(Referring expression data)
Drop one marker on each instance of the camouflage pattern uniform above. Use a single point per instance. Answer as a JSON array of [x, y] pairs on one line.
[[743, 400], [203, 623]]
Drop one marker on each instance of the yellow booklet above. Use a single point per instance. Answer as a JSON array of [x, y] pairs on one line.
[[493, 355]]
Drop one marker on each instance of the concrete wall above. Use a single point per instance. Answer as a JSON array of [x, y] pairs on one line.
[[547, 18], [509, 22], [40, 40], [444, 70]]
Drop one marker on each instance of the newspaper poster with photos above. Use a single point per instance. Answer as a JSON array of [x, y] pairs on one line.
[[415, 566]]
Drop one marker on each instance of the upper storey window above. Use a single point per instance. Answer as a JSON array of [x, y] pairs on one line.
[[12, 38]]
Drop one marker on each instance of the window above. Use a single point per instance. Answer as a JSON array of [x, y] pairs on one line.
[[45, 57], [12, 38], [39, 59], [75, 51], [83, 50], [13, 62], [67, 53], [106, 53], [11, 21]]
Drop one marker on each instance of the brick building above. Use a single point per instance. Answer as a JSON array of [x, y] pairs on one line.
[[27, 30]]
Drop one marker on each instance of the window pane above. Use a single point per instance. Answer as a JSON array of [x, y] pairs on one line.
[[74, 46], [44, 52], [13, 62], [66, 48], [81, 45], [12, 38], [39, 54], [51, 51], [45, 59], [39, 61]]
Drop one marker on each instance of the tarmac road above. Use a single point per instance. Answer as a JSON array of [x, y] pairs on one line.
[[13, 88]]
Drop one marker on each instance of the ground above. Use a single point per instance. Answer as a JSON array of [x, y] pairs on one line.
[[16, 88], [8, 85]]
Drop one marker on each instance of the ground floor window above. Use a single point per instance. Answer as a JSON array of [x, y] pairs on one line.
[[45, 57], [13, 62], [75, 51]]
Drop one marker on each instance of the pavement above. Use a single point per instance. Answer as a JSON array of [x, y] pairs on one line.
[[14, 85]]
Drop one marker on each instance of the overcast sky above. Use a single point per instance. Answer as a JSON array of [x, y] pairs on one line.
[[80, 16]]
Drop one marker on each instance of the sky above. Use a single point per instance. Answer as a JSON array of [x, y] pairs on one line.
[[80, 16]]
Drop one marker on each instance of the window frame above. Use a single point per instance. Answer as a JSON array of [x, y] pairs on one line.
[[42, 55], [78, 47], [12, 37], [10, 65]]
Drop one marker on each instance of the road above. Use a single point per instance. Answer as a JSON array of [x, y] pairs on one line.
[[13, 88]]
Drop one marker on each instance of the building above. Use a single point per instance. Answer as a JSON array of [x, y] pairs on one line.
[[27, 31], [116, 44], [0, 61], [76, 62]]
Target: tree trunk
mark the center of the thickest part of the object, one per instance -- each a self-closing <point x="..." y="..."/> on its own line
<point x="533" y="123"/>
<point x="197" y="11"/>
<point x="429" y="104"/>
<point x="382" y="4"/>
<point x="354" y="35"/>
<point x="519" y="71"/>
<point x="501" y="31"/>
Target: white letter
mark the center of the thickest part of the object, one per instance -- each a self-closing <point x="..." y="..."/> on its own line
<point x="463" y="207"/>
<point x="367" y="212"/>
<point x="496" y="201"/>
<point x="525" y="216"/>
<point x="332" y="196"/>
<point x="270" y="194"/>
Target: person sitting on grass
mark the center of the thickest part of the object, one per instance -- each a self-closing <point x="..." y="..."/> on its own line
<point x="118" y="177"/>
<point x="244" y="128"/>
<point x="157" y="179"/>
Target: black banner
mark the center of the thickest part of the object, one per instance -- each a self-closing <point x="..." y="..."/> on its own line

__Task goal__: Write the data out again. Match it exactly.

__The completed task__:
Drop one marker on each instance of the camouflage pattern uniform above. Use a single point per instance. Answer as a JSON array of [x, y] pairs on one line.
[[743, 400], [203, 623]]
Drop one marker on each instance of the yellow booklet above. Use a single point per instance. Answer as a JSON array of [x, y] pairs on one line.
[[493, 355]]
Drop one marker on each instance of the concrete wall above. Use a single point per instance. Answer as a JSON array of [x, y] pairs on one line.
[[547, 18], [509, 22], [40, 40], [444, 70]]
Drop one marker on each instance of the newspaper poster with photos above. Use a single point per instance. Answer as a JSON array of [x, y] pairs on one line.
[[415, 566]]
Drop one marker on each instance of the upper storey window above. Use a single point per instance. Answer as a JSON array of [x, y] pairs on one line.
[[12, 38]]
Drop one marker on each instance of the window above. Use a single point per instance. Answer as a JSON array of [x, y] pairs on one line.
[[45, 57], [12, 38], [39, 59], [75, 51], [83, 50], [13, 62], [67, 53], [106, 53], [11, 21]]
Drop one marker on each instance of the brick building above. Use a single point per instance. Answer as a JSON array of [x, y] pairs on one line.
[[27, 30]]
Drop one marker on each instance of the window pane above. Use a single point per instance. Answer as a JSON array of [x, y] pairs on one line.
[[74, 46], [44, 52], [13, 62], [66, 48], [81, 45], [12, 38], [39, 54], [51, 51], [45, 59], [39, 61]]
Drop one marker on each instance of the tarmac road above. Use a single point per instance. Answer as a JSON array of [x, y] pairs on one line.
[[13, 88]]
Drop one marker on each instance of the ground above. Use a single point per instance. Answer as a JSON array of [x, y] pairs on one line.
[[16, 88], [8, 85]]
Drop one marker on each instance of the ground floor window above. Use a single point per instance. Answer as a JSON array of [x, y] pairs on one line.
[[45, 57], [13, 62], [75, 51]]
Drop one marker on each instance of the pavement above. Use a single point per instance. Answer as a JSON array of [x, y] pairs on one line.
[[14, 85]]
Drop one marker on each instance of the overcast sky above. Use a single point per instance. Answer as a JSON array of [x, y] pairs on one line.
[[80, 16]]
Drop one marker on each instance of the sky above. Use a single point per instance. Answer as a JSON array of [x, y] pairs on one line.
[[80, 16]]
Drop one marker on each instance of the window frame above. Use a single point per instance. Answer as a JSON array of [x, y] pairs on one line.
[[42, 55], [78, 47], [12, 37], [10, 65]]
Drop one marker on each instance of the road above. Use a single point per instance. Answer as a JSON array of [x, y] pairs on one line.
[[13, 88]]
Drop one marker on each instance of the building above. Use a single point per instance. Answer as a JSON array of [x, y] pairs on one line.
[[27, 31], [116, 44], [0, 61], [76, 62]]
Target: tree trunk
mark the center of the thickest part of the object, one per instance -- each a self-closing <point x="..." y="..."/> on its own line
<point x="533" y="123"/>
<point x="197" y="11"/>
<point x="429" y="104"/>
<point x="382" y="4"/>
<point x="354" y="35"/>
<point x="519" y="71"/>
<point x="501" y="31"/>
Target: white letter
mark the center of the thickest part of the object, one per instance -- each a self-closing <point x="..." y="..."/> on its own line
<point x="463" y="207"/>
<point x="367" y="212"/>
<point x="496" y="201"/>
<point x="525" y="216"/>
<point x="332" y="196"/>
<point x="270" y="194"/>
Target: person sitting on grass
mark the center of the thickest part of the object, one per instance -- each a self-closing <point x="..." y="..."/> on its own line
<point x="118" y="177"/>
<point x="244" y="128"/>
<point x="157" y="179"/>
Target: black banner
mark the center of the thickest part of the object, one per instance -- each a self-closing <point x="..." y="..."/> on its own line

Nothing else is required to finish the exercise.